▶ _Exercise directions_: Could you edit the material starting at its first line and ending at the line containing "[[743, 292], [1015, 255]]", so that "light fixture" becomes "lamp", and give back only those lines with everything else unchanged?

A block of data
————

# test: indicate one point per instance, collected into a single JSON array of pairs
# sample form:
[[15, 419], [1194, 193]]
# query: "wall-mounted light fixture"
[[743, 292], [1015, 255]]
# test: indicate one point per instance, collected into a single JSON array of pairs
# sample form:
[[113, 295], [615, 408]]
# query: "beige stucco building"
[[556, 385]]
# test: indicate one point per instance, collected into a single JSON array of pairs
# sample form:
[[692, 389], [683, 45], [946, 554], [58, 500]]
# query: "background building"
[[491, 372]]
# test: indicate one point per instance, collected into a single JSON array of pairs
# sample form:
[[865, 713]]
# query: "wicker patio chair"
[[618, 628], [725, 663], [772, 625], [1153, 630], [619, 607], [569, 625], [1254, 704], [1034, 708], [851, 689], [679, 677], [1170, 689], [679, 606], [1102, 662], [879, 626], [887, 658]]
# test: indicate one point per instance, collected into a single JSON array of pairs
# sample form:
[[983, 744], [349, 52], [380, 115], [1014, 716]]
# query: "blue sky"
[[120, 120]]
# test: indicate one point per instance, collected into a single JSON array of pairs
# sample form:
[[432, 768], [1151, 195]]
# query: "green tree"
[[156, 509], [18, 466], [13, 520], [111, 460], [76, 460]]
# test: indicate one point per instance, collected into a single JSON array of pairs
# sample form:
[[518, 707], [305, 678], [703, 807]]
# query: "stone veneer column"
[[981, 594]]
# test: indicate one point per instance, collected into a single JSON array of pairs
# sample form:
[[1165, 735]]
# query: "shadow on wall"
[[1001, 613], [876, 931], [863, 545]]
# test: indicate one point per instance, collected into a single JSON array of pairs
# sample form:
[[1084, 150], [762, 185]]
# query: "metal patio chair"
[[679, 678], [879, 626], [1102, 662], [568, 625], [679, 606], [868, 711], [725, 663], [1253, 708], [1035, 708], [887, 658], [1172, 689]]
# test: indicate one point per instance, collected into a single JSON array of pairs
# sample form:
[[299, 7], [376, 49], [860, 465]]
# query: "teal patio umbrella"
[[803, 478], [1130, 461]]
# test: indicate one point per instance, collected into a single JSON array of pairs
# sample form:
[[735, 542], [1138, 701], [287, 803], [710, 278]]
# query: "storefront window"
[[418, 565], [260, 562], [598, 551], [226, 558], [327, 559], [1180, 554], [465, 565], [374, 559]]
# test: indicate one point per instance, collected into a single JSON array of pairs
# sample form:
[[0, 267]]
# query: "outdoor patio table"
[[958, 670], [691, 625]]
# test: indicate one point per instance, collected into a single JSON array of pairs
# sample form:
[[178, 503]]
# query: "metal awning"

————

▶ _Output of the task_:
# test: indicate one point per instance, collected into a single JSON array of pairs
# sample form:
[[15, 419], [1194, 193]]
# query: "wall-mounted lamp"
[[743, 292], [1015, 255]]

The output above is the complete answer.